Text excerpt |
....
Affordance2Action teaches robots to grasp functional parts based on tasks
Robots can now identify functional object parts for specific tasks in cluttered scenes
A team of researchers from multiple institutions has released Affordance2Action (A2A), a benchmark-centered learning framework that lets robots understand which parts of objects to interact with based on specific tasks and cluttered scenes. Unlike traditional affordance datasets that focus on grasping or object-level categories, A2A tackles the challenging problem of task-conditioned, scene-level part affordance grounding. The core of the work is A2A-Bench, a manipulation-oriented benchmark covering both single-region and multi-region instruction correspondences in everyday environments. Multi-region cases highlight ambiguity: the same object may afford different interactions across tasks, and a single task may correspond to multiple valid functional regions depending on scene layout.
....
Labeled-object pointing entries |
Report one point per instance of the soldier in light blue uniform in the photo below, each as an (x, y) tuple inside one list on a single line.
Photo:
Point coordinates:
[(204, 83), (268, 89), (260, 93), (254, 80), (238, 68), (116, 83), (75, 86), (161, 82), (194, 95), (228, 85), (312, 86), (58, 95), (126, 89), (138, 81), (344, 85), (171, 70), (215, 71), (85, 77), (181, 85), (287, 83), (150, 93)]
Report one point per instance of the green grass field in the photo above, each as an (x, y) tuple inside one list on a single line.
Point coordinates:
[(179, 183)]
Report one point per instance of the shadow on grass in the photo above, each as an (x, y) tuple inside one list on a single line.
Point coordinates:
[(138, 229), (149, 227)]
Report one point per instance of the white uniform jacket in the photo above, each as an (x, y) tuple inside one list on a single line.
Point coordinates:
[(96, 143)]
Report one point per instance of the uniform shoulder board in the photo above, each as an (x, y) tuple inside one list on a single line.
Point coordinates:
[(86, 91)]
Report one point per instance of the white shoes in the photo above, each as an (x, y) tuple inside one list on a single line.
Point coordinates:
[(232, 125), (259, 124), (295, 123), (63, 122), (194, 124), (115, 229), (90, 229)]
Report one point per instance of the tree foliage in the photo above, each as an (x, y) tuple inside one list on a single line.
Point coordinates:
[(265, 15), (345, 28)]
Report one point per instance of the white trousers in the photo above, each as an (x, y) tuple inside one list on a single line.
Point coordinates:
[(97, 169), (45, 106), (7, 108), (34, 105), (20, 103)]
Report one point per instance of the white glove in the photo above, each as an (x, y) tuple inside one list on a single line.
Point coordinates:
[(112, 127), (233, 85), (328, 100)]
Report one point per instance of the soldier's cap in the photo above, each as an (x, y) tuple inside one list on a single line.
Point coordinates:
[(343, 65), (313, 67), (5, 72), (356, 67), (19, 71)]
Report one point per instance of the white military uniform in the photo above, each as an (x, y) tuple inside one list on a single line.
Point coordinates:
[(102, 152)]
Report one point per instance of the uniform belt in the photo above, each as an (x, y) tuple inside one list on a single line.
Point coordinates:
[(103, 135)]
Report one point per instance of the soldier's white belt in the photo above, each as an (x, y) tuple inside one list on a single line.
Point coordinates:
....
Exercises to complete |
a) In the Affordance2Action text, what benchmark sits at the core of the work?
b) List every name or abbreviation the Affordance2Action text uses for the framework and its benchmark.
c) Pick up the Affordance2Action text after its final sentence and write the paragraph that comes next.

Answers below |
a) A2A-Bench

b) Affordance2Action, A2A, A2A-Bench

c)
To build A2A-Bench at scale, the researchers created A2A-AffordGen, an innovative agent-assisted annotation pipeline that combines language-model filtering, interactive part segmentation, instance-level mask-out refinement, and human verification. This pipeline enables efficient generation of high-quality affordance annotations with task-relevant instructions. In experiments, A2A exposed substantial gaps in generic segmentation, VLM-based grounding, and affordance distillation baselines. The framework improves task-level localization and provides useful spatial priors for downstream manipulation. Real-time affordance grounding and affordance-conditioned manipulation policies are demonstrated as key applications. All datasets and code are planned for public release.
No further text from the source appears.